2

Summary

I am trying to find name matching percentage in php but before that I need to rearrange the words in string according to 1st string.

What is the source code about?

I have two strings. First I am adding both strings to array if space is found in string add it into array. $arraydataBaseName and $arraybankData from my first array i.e $arraydataBaseName I am searching all the values of $arraybankData and getting the Key. I am getting the key arrangement properly but unable to arrange the value at their specific places into new array.

$dataBaseName = "Jardine Lloyd Thompson";
$bankdata = "Thompson Thompson Jardine"; 

$replacedataBaseName = preg_replace("#[\s]+#", " ", $dataBaseName);
$replacebankData = preg_replace("#[\s]+#", " ", $bankdata); 

$arraydataBaseName = explode(" ",$replacedataBaseName);
$arraybankData = explode(" ",$replacebankData); 

echo "<br/>";
print_r($arraydataBaseName);

$a="";
$i="";
$arraysize =  count($arraydataBaseName);

$push=array();
for($i=0;$i< $arraysize;$i++)
{     
  if(array_search($arraybankData[$i],$arraydataBaseName)>0)
  {
    ${"$a$i"} =  array_search($arraybankData[$i],$arraydataBaseName); 
    //echo ${"$a$i"};
    array_push($push,${"$a$i"});
   }    
 }
 print_r($push); 

Case 1:

Input

DatabaseName = Jardine Lloyd Thompson

BankName = Thompson Jardine Lloyd

Output

ExpectedOutput = Jardine Lloyd Thompson

Case 2:##

Input

DatabaseName = Jardine Lloyd Thompson

BankName = Thoapson Jordine Llayd

If the words are not found in the above DatabaseName then the expected search would be based on leventish algorithm word which have less distance that would be considered as the key

Output

ExpectedOutput = Jordine Llayd Thoapson

Description of Problem

Question Update

When the user input $bankdata contains more words remaining unmatchable, I need to append those to the end.

Objective:
Answer these questions from the PHP forum question:
1. Which string is assigned to $dataBaseName in the code?
2. What is the expected output in Case 2?
3. According to the question update, what should be done with words in $bankdata that remain unmatchable?
The data placed after this point is not required.

Raw data:

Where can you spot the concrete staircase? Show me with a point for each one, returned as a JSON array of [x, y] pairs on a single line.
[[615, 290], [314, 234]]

Answer:
1. "Jardine Lloyd Thompson"
2. Jordine Llayd Thoapson
3. They should be appended to the end.